» **Task prompt**:
Would you please return the line containing "154L92 151L89 153L87" and all the lines after it through the end of the records below, unchanged and on their own?

Saved data entries:
------------------------------------

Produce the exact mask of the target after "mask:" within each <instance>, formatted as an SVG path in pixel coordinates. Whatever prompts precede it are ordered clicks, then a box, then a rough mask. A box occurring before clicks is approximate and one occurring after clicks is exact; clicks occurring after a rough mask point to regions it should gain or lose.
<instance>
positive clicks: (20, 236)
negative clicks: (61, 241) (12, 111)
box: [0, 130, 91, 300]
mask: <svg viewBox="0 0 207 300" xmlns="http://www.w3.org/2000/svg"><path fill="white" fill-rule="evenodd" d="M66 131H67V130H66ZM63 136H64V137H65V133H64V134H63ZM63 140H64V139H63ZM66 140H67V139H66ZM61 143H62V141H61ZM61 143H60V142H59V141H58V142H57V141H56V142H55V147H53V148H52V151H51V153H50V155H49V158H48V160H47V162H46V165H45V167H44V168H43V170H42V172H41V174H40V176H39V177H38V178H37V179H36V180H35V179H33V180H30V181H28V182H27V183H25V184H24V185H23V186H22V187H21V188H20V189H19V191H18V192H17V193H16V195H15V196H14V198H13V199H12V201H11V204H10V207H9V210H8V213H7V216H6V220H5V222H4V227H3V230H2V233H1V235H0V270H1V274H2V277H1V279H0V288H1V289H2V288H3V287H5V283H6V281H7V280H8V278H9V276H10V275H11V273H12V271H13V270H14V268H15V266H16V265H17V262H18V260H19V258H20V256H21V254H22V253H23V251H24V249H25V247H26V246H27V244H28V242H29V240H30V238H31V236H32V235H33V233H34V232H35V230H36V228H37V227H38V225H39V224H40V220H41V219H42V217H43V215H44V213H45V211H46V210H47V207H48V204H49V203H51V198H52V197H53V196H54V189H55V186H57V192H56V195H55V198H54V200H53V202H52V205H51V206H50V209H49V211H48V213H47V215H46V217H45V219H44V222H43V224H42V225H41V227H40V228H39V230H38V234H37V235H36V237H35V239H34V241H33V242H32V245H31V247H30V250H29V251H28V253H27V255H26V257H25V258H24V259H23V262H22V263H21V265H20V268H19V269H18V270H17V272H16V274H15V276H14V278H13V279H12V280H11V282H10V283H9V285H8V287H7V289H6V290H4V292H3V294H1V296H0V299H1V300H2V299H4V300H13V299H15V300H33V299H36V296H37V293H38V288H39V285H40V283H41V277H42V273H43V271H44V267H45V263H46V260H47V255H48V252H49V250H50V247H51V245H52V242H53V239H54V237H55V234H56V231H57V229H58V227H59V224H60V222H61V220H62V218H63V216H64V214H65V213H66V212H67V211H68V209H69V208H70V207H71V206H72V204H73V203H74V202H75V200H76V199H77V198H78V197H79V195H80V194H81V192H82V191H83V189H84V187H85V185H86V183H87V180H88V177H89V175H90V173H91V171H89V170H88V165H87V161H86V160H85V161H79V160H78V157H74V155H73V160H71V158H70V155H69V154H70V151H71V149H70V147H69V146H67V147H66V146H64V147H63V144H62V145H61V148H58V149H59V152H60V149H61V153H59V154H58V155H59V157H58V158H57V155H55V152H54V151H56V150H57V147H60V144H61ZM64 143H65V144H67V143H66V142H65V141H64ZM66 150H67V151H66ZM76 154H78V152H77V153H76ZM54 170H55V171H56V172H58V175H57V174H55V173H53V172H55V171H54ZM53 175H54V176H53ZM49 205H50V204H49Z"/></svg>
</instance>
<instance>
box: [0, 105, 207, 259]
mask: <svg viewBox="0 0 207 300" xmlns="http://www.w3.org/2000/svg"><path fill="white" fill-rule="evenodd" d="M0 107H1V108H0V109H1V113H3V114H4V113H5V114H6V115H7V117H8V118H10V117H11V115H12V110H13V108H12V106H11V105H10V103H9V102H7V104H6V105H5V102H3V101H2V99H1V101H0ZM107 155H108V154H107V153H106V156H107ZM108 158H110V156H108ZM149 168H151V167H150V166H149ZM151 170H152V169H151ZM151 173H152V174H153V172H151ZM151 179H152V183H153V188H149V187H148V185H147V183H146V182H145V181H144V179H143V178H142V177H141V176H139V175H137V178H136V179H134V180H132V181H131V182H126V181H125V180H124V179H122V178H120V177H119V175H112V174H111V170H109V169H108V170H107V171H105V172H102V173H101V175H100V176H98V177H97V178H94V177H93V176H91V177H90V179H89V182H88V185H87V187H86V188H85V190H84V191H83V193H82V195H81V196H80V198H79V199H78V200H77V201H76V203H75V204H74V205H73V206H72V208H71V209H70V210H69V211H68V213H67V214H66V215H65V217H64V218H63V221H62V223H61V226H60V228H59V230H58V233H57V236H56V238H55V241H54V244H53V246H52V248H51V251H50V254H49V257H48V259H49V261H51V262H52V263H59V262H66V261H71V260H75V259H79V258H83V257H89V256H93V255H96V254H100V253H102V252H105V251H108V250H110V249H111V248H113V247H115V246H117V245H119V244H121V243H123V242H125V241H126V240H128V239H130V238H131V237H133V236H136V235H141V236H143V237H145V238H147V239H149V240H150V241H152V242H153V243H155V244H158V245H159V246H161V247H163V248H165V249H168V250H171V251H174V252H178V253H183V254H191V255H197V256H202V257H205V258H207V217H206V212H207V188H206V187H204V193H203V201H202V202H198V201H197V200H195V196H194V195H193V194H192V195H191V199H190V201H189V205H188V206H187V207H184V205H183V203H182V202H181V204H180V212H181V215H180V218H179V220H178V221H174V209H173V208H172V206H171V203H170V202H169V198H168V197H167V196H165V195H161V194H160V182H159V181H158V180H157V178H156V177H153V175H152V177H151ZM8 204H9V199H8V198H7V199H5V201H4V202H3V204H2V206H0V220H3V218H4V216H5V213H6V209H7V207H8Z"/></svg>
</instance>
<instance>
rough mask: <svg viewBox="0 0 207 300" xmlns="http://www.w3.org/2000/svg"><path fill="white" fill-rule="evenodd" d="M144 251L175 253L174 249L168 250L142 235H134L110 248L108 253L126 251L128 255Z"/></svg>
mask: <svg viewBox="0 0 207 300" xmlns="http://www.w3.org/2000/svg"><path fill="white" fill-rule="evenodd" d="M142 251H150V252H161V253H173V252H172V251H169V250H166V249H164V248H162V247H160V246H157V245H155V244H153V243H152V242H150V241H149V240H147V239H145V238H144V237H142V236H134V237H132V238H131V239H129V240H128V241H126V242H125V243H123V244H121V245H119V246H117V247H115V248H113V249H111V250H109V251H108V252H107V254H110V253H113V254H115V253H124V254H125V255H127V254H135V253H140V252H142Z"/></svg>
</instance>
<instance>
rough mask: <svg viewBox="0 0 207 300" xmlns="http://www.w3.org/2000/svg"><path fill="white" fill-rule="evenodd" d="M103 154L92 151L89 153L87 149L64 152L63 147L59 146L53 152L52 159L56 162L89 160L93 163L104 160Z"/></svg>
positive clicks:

------------------------------------

» **Response area**:
rough mask: <svg viewBox="0 0 207 300" xmlns="http://www.w3.org/2000/svg"><path fill="white" fill-rule="evenodd" d="M103 154L92 151L89 153L87 149L64 152L63 147L59 146L53 152L52 159L56 162L89 160L93 163L104 160Z"/></svg>
positive clicks:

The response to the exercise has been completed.